[Excerpt from a dataset]
— Start —

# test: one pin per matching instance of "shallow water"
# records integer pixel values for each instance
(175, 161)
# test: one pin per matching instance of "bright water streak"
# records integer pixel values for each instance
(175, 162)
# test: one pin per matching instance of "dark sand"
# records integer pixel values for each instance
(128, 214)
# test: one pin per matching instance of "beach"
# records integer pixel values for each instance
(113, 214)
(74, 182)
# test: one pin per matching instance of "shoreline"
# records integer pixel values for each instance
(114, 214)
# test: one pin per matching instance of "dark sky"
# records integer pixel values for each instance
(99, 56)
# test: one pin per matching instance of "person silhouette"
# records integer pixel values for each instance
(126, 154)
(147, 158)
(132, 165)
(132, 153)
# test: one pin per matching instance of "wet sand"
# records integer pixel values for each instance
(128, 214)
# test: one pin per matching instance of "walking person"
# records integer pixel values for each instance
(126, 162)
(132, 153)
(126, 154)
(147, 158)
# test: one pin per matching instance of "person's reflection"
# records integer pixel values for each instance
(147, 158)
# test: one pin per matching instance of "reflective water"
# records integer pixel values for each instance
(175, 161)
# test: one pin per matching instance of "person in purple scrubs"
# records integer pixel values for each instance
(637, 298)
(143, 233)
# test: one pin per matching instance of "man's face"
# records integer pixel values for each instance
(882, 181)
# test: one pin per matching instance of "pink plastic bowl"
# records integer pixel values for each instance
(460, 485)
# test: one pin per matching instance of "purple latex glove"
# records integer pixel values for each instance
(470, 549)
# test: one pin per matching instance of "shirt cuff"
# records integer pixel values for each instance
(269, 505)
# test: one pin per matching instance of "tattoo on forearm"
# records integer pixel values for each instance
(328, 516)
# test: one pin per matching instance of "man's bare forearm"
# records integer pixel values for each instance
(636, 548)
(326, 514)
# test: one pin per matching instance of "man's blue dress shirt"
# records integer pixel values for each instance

— End —

[WHAT YOU NEED TO DO]
Go through the data and return every record exactly.

[RESPONSE BELOW]
# test: one pin per matching instance of "shallow water"
# records integer pixel values for each instance
(175, 161)
# test: one pin per matching instance of "bright water streak"
# records integer pixel values for each instance
(175, 162)
# test: one pin per matching instance of "dark sand"
# records integer pixel values for each instance
(128, 214)
# test: one pin per matching instance of "beach"
# records integer pixel values for each instance
(113, 214)
(74, 182)
# test: one pin per matching instance of "shoreline"
# records integer pixel values for each instance
(114, 214)
# test: one pin per matching instance of "dark sky"
# records integer pixel values for each instance
(99, 56)
# test: one pin per matching instance of "person silhouette"
# records integer pixel values for each instance
(126, 154)
(147, 158)
(132, 165)
(132, 153)
# test: one pin per matching instance of "wet sand"
# records integer pixel values for each instance
(128, 214)
# test: one pin per matching instance of "walking person"
# records integer pixel values for each instance
(126, 162)
(132, 153)
(126, 154)
(147, 158)
# test: one pin per matching instance of "person's reflection"
# records integer pixel values for each instance
(147, 158)
# test: one pin per matching instance of "reflective water"
# records integer pixel values for each instance
(175, 161)
# test: one pin per matching instance of "person in purple scrubs"
# records integer pixel values for each instance
(637, 298)
(143, 233)
# test: one pin per matching instance of "man's face"
# records integer pixel values for each instance
(882, 181)
# test: one pin per matching instance of "pink plastic bowl"
# records integer pixel values for each instance
(460, 485)
# test: one pin per matching instance of "purple latex glove"
# records integer pixel values for each instance
(470, 549)
# test: one pin per matching instance of "shirt cuff"
# records integer pixel values for each instance
(269, 505)
# test: one pin per matching instance of "tattoo on forearm"
# records integer pixel values for each instance
(328, 516)
# test: one pin per matching instance of "man's bare forearm"
# records integer pixel values for each instance
(636, 548)
(326, 514)
# test: one pin per matching instance of "man's blue dress shirt"
# records integer pixel values for each instance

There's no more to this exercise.